== WHAT NEEDS TO BE DONE ==
Look for "pin: the unit" in the listing below, then copy exactly the line it appears in and all lines after it to the end, and nothing more.

== DATA EXTRACT ==

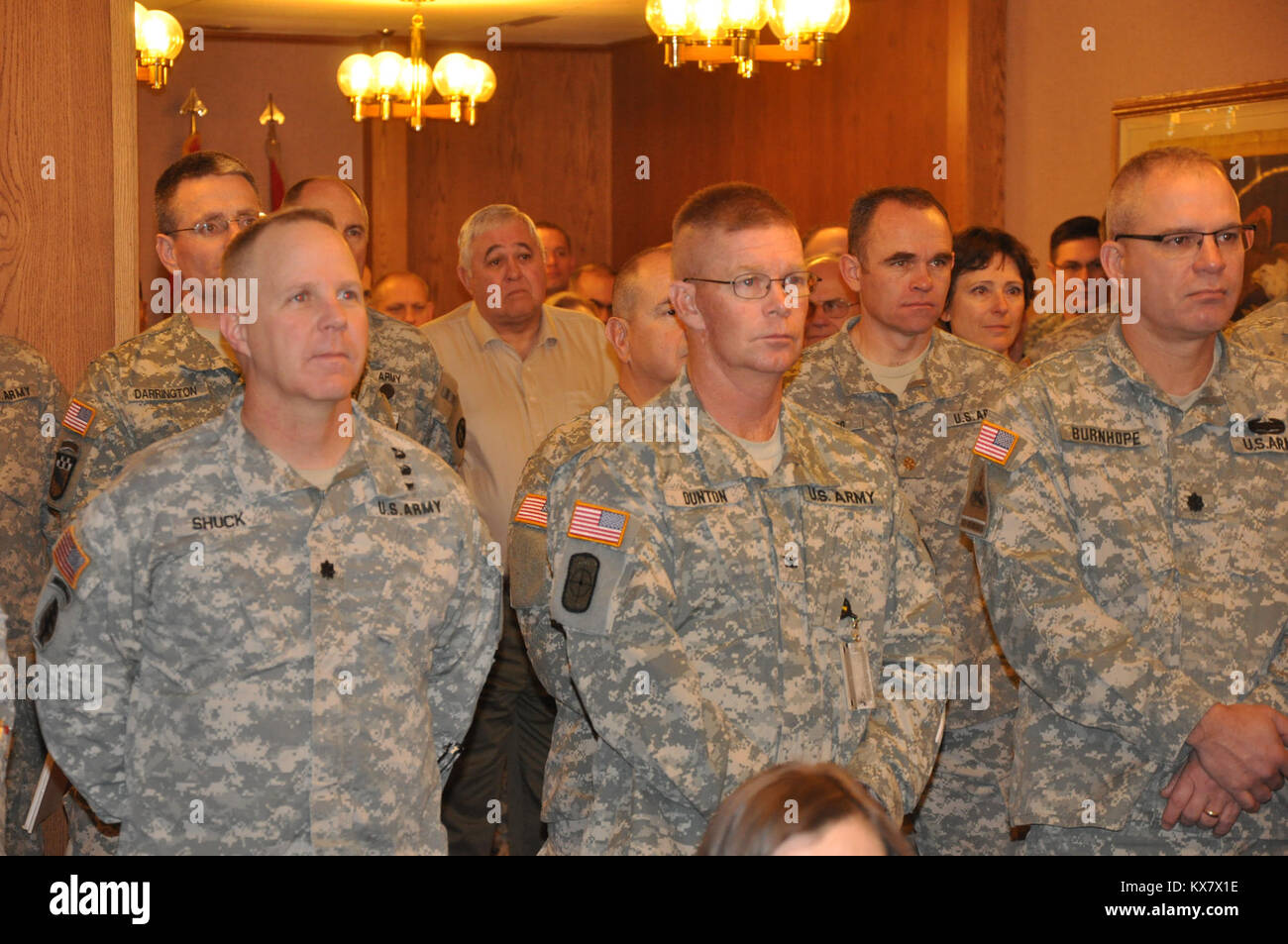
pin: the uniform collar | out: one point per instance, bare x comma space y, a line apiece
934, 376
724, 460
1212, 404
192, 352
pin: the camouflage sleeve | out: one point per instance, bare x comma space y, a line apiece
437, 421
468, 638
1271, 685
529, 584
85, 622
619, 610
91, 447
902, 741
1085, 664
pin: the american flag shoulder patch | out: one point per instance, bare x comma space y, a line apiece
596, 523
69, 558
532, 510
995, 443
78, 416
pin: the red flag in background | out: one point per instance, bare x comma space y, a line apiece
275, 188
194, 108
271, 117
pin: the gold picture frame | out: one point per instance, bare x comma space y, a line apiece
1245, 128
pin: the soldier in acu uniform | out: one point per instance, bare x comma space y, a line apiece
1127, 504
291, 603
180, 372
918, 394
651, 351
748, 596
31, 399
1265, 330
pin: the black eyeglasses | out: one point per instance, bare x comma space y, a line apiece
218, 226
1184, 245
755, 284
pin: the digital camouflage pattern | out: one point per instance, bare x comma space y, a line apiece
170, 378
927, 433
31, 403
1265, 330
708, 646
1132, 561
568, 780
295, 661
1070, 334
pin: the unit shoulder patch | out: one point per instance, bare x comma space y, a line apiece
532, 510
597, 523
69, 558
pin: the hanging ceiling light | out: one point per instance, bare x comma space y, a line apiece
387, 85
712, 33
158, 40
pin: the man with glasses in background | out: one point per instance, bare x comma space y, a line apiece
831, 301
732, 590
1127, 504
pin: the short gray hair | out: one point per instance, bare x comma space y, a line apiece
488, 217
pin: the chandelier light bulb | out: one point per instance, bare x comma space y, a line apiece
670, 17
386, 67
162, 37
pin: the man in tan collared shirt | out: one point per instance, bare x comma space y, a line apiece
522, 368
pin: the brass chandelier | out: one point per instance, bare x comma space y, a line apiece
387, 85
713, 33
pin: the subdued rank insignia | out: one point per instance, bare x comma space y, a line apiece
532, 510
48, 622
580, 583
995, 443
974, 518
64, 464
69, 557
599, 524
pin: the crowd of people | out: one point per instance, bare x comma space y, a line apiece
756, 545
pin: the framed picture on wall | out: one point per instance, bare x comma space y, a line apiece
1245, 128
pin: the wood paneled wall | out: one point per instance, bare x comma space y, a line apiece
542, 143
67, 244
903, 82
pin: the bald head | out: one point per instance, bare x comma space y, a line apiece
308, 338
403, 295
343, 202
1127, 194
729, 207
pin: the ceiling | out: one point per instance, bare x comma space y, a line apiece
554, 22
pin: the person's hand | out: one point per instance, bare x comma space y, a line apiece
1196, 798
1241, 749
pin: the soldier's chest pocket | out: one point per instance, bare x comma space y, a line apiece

== YOUR SOLUTION ==
pin: the unit shoulder patch | out: one point per instance, bare x comma space y, a line apiece
532, 510
597, 523
69, 558
pin: the hanging ceiling light | out: one point per instance, bare x comma space y, a line apiece
387, 85
712, 33
158, 40
pin: the man with glasses in background | out: one point per instance, bare x comma space y, a line apiece
831, 301
732, 590
1127, 504
pin: the short gray hair | out: one point per instance, bare x comma space y, a line apiece
488, 217
pin: the chandelier light bulb | out: one point per instance, bare x comma space y, a line apiece
670, 17
386, 67
162, 37
pin: the man in tan collared shirt | out: one point per instance, bare x comma space y, a line apiece
522, 368
pin: the brass chandelier | out: one point per instance, bare x comma space y, a line apiece
387, 85
713, 33
pin: the subdued rank insignia | out: one point per instance, bare x comma space y, a line apiece
532, 510
48, 622
580, 583
995, 443
974, 518
64, 464
69, 557
599, 524
pin: the crowd of people | out: one point per instance, bare x comma space y, a line apiece
756, 545
pin: the framed picture on wall | out: one point per instance, bare x comma space y, a line apiece
1245, 128
pin: the wood paneled wall | out: one point per instance, bare x comma space y, a line apiece
542, 143
67, 244
903, 82
pin: the bald head | out: one point per instance, bare x comma space y, a line apiece
308, 338
403, 295
343, 202
1127, 194
729, 207
pin: the ceiling | out: one point per instance, bare x comma space y, a line apiece
554, 22
pin: the person's hand | out: one point per instance, bare x comma space y, a line apiece
1196, 798
1241, 749
pin: the soldier's chest pocket | out: one point per instance, bare x comma space y, a line apiece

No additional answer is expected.